**QUOTED PASSAGE**.
Even with the knowledge that one of them will be a disappointed fan at some point tonight, June 15, Livich and Holzman have plenty of reason to smile after a postseason straight out of their wildest dreams. A serendipitous sequence of events — both within the NHL and beyond — has turned tonight’s Game 7 between two teams with decades-long championship droughts into not only the hottest ticket in two countries but the only game that matters as well.

Livich said the tickets he was selling Tuesday were going for an average of $1,900 per ducat — right in the same range as Holzman, who said he sold “…a couple dozen tickets” from between $1,800 to $2,000. The cheapest ticket as of the pre-dawn hours this morning at StubHub.com, meanwhile, was a $1,500 seat in the Upper Bowl Goal 312 area of Rogers Arena. That’s more than 11 times the list price of the cheapest ticket ($136.25) as listed at Ticketmaster.com prior to the Finals, and far more than the list price of the most expensive ticket ($931).

**GOAL**. In the passage on Game 7 tickets, what was the cheapest ticket on StubHub.com in the pre-dawn hours?

**DATA SHOWN**.
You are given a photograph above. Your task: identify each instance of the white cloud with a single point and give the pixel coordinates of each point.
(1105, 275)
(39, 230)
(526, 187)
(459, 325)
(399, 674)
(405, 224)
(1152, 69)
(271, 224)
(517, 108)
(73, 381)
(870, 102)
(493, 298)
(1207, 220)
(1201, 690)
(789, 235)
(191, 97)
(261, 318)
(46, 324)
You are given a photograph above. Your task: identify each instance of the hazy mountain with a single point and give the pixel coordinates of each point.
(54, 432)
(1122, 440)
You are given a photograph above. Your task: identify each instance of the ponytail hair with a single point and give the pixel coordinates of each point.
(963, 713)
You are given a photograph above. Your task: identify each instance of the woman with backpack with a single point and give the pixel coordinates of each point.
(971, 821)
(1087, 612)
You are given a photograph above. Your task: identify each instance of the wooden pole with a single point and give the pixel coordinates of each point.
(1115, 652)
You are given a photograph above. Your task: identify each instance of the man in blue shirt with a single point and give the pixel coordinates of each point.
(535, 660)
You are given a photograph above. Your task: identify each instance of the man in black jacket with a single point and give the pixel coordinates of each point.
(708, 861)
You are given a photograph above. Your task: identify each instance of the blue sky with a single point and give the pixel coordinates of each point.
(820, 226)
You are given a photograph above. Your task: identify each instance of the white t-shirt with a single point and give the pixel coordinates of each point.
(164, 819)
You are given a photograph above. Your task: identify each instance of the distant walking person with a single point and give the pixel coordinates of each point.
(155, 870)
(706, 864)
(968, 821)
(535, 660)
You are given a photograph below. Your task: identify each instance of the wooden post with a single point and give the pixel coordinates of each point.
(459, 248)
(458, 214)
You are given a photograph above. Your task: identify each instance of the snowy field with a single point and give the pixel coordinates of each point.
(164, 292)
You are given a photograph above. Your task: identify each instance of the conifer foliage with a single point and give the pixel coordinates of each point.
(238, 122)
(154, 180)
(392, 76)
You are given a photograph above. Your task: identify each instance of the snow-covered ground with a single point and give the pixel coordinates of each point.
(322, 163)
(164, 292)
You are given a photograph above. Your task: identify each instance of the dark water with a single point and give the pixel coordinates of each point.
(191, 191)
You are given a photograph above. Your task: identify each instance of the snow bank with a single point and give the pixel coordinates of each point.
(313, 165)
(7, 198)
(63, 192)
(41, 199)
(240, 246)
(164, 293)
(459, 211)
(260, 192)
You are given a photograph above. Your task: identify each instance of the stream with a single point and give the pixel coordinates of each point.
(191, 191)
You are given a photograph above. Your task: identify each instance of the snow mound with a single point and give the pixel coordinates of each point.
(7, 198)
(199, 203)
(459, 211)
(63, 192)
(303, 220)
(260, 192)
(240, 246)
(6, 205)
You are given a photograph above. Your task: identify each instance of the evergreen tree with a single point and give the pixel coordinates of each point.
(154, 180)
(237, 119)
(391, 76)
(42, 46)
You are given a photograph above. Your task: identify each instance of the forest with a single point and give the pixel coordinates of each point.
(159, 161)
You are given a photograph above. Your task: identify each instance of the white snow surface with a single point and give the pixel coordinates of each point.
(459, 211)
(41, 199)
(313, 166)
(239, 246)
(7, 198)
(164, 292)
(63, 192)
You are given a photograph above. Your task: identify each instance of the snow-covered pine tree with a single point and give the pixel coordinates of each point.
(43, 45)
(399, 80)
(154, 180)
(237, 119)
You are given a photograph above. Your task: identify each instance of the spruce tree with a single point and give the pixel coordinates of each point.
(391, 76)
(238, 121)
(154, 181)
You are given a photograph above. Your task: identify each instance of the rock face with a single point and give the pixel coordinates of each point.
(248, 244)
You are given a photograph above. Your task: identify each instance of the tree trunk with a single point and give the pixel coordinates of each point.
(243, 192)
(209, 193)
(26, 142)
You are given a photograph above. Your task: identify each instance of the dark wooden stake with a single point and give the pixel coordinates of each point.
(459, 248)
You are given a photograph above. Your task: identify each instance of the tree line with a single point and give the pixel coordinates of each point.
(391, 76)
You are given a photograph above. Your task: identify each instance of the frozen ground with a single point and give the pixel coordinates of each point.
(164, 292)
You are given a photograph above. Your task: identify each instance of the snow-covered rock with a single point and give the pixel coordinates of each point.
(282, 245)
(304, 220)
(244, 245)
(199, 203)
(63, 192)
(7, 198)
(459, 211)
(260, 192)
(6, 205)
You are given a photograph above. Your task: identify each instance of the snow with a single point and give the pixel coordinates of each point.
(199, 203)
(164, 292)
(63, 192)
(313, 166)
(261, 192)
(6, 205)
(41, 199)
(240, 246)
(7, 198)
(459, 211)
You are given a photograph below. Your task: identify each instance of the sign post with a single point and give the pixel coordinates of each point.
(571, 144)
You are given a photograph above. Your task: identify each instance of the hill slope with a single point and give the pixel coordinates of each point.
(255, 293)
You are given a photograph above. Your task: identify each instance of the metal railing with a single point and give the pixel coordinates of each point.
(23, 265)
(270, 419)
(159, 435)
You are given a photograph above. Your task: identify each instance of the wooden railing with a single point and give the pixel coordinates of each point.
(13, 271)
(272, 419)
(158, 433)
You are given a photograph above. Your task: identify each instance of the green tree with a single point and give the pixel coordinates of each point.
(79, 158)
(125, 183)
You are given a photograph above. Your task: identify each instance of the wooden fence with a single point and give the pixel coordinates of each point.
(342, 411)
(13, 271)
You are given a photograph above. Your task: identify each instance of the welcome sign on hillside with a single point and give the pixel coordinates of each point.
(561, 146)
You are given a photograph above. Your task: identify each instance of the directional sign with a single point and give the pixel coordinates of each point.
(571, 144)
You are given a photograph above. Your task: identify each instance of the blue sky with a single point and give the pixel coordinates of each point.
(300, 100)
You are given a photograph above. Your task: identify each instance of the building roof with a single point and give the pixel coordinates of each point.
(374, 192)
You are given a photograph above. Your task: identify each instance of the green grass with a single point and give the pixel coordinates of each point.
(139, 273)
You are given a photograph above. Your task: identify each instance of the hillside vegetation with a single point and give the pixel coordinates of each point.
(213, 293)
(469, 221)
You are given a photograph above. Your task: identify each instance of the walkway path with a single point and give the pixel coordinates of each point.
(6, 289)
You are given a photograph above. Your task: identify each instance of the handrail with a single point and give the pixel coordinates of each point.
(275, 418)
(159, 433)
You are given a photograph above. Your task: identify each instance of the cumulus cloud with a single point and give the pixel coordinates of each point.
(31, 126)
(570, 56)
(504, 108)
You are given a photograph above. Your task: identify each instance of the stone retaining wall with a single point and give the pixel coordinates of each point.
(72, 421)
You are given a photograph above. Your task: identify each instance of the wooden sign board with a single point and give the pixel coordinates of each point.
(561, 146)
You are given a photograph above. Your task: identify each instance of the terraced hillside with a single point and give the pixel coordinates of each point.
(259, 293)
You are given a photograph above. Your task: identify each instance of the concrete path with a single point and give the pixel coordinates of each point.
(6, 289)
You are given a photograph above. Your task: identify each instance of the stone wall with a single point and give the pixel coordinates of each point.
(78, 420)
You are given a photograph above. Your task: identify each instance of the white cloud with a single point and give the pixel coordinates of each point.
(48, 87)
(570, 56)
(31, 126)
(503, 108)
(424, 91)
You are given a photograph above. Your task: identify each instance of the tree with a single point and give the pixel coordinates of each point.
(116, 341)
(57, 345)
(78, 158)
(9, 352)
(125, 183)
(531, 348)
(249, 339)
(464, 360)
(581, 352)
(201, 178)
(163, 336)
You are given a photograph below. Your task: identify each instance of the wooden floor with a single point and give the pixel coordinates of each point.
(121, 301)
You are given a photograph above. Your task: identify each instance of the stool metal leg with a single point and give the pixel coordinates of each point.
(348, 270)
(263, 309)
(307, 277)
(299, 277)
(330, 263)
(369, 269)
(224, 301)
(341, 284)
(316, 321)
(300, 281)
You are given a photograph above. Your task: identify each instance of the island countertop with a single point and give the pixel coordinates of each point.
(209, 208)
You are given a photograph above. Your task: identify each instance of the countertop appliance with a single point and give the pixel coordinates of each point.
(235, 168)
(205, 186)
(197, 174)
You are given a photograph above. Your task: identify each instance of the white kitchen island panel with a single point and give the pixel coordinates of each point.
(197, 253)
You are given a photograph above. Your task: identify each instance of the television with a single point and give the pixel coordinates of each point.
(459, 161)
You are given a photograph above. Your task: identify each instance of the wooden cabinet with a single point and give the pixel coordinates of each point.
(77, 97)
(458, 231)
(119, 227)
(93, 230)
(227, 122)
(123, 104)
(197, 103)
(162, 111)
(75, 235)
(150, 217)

**PROBLEM SOLUTION**. A $1,500 seat in the Upper Bowl Goal 312 area of Rogers Arena.